Recast the items from the line containing "the green shrub" through the line containing "point(301, 121)" as a numbered list, leaving out any blank lines.

***

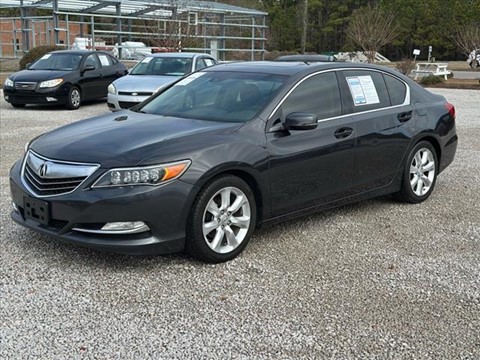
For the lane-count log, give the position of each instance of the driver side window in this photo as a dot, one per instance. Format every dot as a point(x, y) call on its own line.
point(319, 95)
point(92, 60)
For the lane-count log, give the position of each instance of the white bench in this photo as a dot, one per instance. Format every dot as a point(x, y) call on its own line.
point(425, 69)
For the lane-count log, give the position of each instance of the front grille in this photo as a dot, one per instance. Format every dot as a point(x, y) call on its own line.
point(51, 186)
point(133, 93)
point(25, 85)
point(45, 177)
point(126, 104)
point(57, 224)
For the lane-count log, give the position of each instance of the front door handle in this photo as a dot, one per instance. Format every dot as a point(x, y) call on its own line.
point(403, 117)
point(343, 133)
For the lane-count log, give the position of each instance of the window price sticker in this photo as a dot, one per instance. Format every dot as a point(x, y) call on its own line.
point(363, 90)
point(190, 78)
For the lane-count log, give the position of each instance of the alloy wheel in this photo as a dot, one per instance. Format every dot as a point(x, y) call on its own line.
point(75, 98)
point(226, 220)
point(422, 171)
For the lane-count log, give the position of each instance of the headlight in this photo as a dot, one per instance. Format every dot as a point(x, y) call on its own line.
point(51, 83)
point(160, 88)
point(143, 175)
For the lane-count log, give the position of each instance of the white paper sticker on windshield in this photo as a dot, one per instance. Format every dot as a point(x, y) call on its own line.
point(363, 90)
point(104, 60)
point(190, 78)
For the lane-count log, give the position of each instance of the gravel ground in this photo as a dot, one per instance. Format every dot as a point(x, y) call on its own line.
point(373, 280)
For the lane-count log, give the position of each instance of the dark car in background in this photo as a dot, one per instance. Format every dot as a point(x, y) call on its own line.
point(202, 163)
point(153, 73)
point(66, 77)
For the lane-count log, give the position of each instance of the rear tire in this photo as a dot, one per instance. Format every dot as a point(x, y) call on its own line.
point(16, 105)
point(419, 175)
point(74, 98)
point(222, 220)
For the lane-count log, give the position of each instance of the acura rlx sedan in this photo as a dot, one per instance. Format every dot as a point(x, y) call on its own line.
point(63, 77)
point(152, 74)
point(199, 165)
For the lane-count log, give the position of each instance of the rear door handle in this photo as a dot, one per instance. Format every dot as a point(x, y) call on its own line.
point(343, 133)
point(403, 117)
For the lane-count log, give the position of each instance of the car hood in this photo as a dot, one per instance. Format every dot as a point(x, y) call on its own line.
point(127, 139)
point(142, 83)
point(38, 75)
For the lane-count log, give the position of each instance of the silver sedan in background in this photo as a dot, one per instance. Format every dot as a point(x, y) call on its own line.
point(151, 74)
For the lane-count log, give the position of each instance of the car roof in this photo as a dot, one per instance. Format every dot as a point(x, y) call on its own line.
point(305, 57)
point(77, 52)
point(178, 55)
point(291, 68)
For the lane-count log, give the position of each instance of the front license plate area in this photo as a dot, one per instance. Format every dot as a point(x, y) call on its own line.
point(36, 210)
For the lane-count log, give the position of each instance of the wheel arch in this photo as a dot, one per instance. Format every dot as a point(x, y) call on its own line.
point(245, 175)
point(435, 143)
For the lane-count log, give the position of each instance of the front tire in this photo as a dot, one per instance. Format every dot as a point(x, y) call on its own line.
point(420, 174)
point(74, 98)
point(222, 220)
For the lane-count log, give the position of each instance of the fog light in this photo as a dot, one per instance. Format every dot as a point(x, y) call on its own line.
point(129, 226)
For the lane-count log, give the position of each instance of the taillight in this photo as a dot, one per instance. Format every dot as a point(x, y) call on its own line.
point(451, 109)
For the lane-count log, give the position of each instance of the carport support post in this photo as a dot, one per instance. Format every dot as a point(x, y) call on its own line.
point(118, 8)
point(253, 39)
point(81, 25)
point(55, 22)
point(24, 22)
point(222, 37)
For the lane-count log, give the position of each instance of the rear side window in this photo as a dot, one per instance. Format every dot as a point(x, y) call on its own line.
point(318, 94)
point(105, 60)
point(366, 90)
point(396, 89)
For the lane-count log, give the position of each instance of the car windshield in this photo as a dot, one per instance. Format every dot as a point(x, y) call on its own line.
point(168, 66)
point(57, 61)
point(217, 96)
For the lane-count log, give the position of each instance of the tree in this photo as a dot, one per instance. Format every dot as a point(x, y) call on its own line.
point(372, 27)
point(467, 38)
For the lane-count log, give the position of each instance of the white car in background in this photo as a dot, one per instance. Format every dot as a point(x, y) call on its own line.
point(151, 74)
point(474, 59)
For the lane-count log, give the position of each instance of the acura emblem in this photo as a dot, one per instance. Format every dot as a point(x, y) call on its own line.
point(42, 171)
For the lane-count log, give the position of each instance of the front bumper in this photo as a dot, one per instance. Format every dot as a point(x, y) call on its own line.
point(164, 209)
point(56, 95)
point(120, 102)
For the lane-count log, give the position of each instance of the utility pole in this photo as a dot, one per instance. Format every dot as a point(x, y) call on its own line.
point(304, 26)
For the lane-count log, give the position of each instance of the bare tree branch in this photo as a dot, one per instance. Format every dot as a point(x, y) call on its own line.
point(371, 28)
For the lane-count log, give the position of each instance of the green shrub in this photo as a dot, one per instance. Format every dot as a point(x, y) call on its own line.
point(432, 80)
point(36, 53)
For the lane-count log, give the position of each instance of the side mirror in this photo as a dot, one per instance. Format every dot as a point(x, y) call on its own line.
point(88, 68)
point(301, 121)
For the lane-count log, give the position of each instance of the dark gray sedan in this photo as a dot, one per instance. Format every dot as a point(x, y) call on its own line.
point(66, 77)
point(212, 156)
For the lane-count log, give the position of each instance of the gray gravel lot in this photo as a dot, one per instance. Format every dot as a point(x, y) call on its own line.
point(373, 280)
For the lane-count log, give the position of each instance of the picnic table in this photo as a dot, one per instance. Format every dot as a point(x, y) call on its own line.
point(425, 69)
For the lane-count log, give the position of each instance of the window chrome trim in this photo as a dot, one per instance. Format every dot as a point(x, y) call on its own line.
point(58, 164)
point(407, 100)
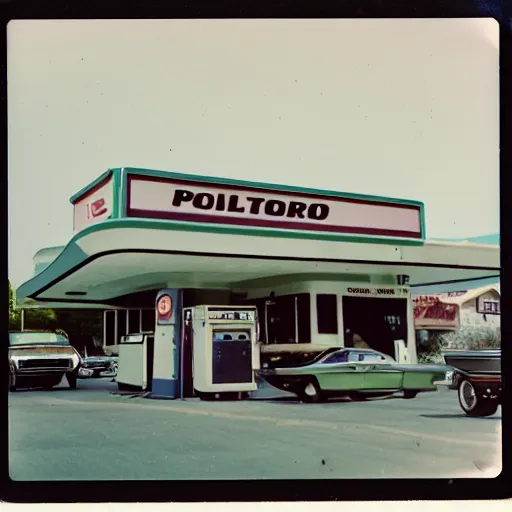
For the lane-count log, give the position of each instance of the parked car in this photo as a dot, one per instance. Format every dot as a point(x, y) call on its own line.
point(98, 366)
point(356, 373)
point(41, 359)
point(477, 379)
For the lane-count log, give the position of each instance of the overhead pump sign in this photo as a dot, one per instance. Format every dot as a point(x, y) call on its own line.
point(194, 201)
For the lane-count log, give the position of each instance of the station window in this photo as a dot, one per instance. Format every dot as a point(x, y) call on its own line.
point(148, 319)
point(327, 313)
point(121, 324)
point(133, 321)
point(284, 319)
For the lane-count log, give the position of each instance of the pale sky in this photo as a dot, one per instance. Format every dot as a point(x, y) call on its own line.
point(400, 108)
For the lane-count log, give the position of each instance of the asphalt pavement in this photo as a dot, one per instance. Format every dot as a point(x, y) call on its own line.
point(90, 434)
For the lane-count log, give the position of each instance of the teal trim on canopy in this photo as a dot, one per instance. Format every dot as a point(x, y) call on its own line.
point(73, 256)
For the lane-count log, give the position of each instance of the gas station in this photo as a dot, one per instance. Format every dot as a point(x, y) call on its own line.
point(202, 280)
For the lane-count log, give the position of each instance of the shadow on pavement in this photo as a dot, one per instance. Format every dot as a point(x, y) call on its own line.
point(459, 415)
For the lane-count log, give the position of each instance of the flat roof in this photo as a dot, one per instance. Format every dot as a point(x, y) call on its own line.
point(122, 256)
point(139, 230)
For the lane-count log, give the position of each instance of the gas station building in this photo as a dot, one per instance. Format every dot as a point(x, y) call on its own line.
point(314, 266)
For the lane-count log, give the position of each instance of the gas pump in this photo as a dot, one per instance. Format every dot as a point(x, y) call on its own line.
point(219, 353)
point(135, 362)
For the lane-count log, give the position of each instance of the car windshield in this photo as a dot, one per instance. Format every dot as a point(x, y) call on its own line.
point(366, 356)
point(36, 338)
point(337, 357)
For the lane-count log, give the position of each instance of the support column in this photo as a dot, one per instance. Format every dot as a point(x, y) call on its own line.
point(104, 329)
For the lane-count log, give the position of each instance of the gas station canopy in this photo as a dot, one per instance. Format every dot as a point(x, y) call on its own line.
point(139, 230)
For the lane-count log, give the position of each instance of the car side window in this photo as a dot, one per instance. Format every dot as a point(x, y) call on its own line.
point(354, 357)
point(370, 357)
point(337, 357)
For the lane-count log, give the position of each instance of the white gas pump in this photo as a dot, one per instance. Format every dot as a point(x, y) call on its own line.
point(135, 362)
point(220, 352)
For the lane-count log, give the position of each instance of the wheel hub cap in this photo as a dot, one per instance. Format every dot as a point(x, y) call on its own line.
point(467, 395)
point(310, 390)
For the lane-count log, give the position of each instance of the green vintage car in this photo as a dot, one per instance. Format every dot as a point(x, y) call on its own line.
point(357, 374)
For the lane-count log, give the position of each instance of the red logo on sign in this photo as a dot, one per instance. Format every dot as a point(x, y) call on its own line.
point(164, 307)
point(98, 207)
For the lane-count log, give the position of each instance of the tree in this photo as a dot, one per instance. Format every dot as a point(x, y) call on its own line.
point(44, 319)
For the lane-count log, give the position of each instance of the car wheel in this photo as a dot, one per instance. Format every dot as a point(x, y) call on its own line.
point(206, 397)
point(474, 404)
point(311, 392)
point(72, 378)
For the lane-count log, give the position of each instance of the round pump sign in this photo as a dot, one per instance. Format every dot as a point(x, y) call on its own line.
point(164, 307)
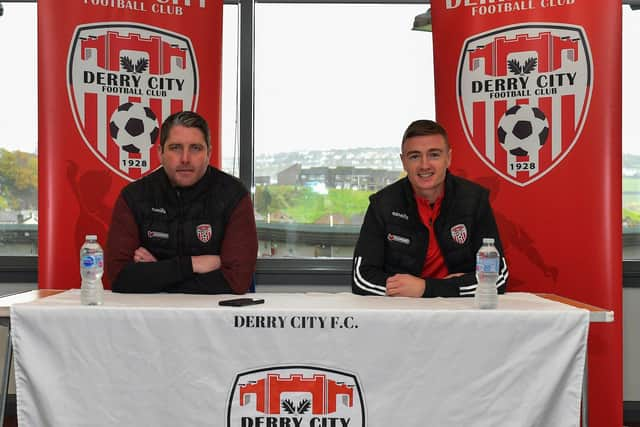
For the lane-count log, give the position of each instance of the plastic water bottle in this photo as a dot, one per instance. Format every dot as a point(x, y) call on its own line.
point(487, 267)
point(91, 269)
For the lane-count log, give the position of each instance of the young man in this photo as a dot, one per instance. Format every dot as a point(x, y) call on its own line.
point(187, 227)
point(420, 234)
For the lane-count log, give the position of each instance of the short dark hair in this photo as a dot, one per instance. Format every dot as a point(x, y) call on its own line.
point(188, 119)
point(424, 128)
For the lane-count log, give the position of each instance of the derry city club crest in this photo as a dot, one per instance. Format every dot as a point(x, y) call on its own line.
point(523, 96)
point(123, 80)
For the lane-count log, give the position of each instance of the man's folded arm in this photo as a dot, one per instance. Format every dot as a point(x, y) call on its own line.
point(368, 275)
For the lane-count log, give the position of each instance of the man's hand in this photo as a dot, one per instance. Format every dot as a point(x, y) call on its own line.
point(143, 255)
point(405, 285)
point(205, 263)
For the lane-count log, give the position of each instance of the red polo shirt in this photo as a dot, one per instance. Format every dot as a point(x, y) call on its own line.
point(434, 265)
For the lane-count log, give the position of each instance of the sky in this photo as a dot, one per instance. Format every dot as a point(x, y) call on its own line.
point(325, 76)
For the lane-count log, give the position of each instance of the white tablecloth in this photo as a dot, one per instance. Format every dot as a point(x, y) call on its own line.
point(308, 360)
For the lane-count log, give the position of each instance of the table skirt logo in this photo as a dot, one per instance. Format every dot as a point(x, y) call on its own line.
point(124, 79)
point(523, 96)
point(301, 396)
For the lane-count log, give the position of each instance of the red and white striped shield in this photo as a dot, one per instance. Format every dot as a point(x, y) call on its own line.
point(123, 80)
point(523, 96)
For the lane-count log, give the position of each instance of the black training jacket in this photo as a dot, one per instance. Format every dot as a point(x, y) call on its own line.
point(394, 240)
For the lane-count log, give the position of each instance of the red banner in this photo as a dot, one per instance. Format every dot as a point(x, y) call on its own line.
point(110, 71)
point(530, 92)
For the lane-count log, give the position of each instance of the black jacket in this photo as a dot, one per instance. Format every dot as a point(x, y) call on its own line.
point(177, 223)
point(394, 240)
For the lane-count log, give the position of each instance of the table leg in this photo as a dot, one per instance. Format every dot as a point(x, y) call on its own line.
point(585, 393)
point(4, 392)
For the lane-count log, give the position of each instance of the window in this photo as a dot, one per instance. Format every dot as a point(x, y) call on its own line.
point(18, 125)
point(630, 142)
point(335, 87)
point(229, 140)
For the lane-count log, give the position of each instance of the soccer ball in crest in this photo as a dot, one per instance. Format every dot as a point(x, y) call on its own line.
point(134, 127)
point(523, 130)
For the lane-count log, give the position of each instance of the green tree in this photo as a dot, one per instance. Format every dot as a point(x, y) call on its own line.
point(18, 180)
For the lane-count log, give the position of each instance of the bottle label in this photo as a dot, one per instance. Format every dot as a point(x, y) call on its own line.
point(89, 261)
point(488, 265)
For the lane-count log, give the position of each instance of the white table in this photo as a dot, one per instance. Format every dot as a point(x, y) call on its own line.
point(167, 360)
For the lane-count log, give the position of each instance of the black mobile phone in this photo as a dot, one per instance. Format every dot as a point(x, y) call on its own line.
point(241, 302)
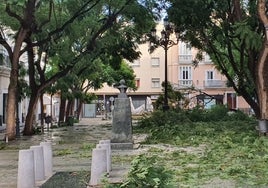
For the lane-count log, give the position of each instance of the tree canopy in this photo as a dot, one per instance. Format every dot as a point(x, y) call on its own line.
point(231, 33)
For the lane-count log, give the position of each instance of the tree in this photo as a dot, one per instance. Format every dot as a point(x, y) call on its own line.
point(233, 35)
point(39, 25)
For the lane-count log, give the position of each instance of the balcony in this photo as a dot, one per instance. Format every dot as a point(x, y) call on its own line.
point(214, 84)
point(182, 84)
point(185, 59)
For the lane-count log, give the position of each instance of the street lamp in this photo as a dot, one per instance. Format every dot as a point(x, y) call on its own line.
point(165, 42)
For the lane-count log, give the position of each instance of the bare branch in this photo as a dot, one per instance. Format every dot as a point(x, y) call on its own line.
point(49, 16)
point(13, 14)
point(80, 12)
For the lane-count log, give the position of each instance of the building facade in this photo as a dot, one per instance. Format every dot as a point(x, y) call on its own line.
point(201, 84)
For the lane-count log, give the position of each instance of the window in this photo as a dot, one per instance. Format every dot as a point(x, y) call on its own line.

***

Final result.
1. For the lane-count log, give the position of each instance of the green shrub in this photo as a dot, one per instance. Format every dot as a point(x, y) call on its own line.
2. point(432, 80)
3. point(36, 53)
4. For the lane-count log, give the position of each instance of the side mirror in this photo as a dot, one per instance. Format every dot as a point(x, y) call on its own line.
5. point(88, 68)
6. point(301, 121)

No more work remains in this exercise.